— Start of The records —

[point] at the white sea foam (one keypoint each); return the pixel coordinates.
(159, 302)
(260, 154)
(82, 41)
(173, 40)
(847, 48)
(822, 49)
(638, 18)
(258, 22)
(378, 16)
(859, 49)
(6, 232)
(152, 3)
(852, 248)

— End of The records —

Given problem >> Retype each of the rows above without changing any character.

Result >>
[point] at the white sea foam (one keypoint each); return the pixel coordinates.
(159, 302)
(260, 154)
(82, 41)
(173, 40)
(847, 48)
(822, 49)
(638, 18)
(258, 22)
(378, 16)
(859, 49)
(6, 232)
(152, 3)
(852, 248)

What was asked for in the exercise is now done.